## TASK PROMPT
Turn everything from the line containing "Place a marker on every instance of the ceiling" down to the last of the rows into a Markdown table with the columns No. and Line. Give each line its own number and leave out blank lines.

## RECORDS SHOWN
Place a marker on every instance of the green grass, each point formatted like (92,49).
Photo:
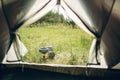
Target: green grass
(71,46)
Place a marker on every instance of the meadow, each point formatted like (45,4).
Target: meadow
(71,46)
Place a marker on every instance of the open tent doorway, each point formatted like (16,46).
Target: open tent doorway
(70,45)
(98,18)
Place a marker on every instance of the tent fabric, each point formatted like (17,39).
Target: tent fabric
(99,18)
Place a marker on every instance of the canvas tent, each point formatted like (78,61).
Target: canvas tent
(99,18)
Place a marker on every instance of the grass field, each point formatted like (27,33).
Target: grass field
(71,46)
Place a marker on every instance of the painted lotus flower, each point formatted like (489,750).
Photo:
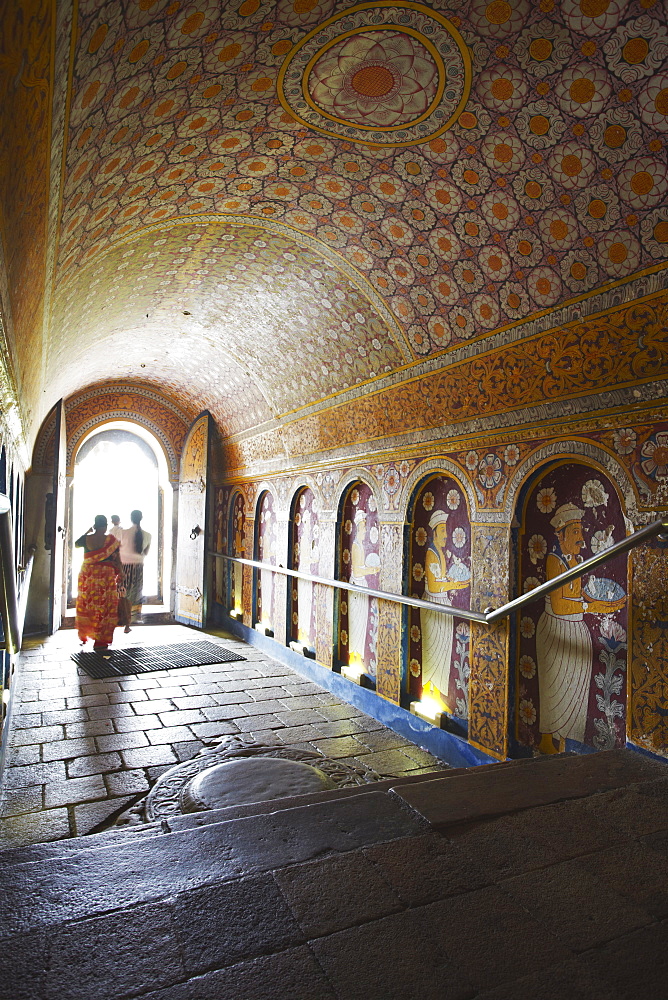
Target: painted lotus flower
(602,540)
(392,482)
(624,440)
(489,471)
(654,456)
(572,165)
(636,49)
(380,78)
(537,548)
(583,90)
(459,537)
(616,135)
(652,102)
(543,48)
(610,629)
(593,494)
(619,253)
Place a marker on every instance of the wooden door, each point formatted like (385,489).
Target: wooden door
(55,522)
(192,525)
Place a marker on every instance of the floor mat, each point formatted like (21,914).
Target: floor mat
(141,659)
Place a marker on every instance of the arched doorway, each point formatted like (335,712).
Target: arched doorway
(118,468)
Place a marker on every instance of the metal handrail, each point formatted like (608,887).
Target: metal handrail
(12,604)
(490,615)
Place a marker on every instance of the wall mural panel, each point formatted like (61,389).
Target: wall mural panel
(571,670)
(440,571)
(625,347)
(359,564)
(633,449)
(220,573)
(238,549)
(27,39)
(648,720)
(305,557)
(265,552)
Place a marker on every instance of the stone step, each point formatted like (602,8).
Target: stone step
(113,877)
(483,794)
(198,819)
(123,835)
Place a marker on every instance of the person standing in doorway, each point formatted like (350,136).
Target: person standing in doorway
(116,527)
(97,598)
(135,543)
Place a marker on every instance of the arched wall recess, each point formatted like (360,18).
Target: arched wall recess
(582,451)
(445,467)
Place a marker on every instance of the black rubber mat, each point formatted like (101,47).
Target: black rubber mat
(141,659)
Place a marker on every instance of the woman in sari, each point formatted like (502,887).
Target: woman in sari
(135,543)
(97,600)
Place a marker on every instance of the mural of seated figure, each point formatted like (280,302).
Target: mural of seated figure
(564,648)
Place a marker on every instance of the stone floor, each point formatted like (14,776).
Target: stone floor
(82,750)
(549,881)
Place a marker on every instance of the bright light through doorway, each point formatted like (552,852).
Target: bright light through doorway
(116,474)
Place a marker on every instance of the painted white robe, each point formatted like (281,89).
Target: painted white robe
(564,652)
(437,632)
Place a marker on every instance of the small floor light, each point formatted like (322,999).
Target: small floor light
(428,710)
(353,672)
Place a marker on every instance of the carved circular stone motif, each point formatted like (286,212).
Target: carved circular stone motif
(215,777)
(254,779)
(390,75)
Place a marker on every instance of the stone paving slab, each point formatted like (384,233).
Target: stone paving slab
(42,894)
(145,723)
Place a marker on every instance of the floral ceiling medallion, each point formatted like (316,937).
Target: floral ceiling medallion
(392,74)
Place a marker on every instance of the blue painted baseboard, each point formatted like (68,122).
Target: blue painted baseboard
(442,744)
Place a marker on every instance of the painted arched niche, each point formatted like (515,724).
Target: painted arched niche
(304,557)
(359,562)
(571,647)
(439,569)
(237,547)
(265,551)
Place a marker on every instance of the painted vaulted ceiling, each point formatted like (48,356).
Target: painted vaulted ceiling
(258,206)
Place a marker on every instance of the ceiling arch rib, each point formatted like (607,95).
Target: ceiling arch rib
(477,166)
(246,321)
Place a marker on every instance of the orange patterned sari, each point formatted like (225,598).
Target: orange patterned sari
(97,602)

## ANSWER TO THE EXERCISE
| No. | Line |
|---|---|
| 1 | Place a marker on every instance of the ceiling arch rib, each point formatted like (607,95). |
| 2 | Target: ceiling arch rib |
| 3 | (477,166) |
| 4 | (246,321) |
| 5 | Place a marker on every instance of the orange patterned sari, each point formatted like (225,598). |
| 6 | Target: orange patterned sari |
| 7 | (97,602) |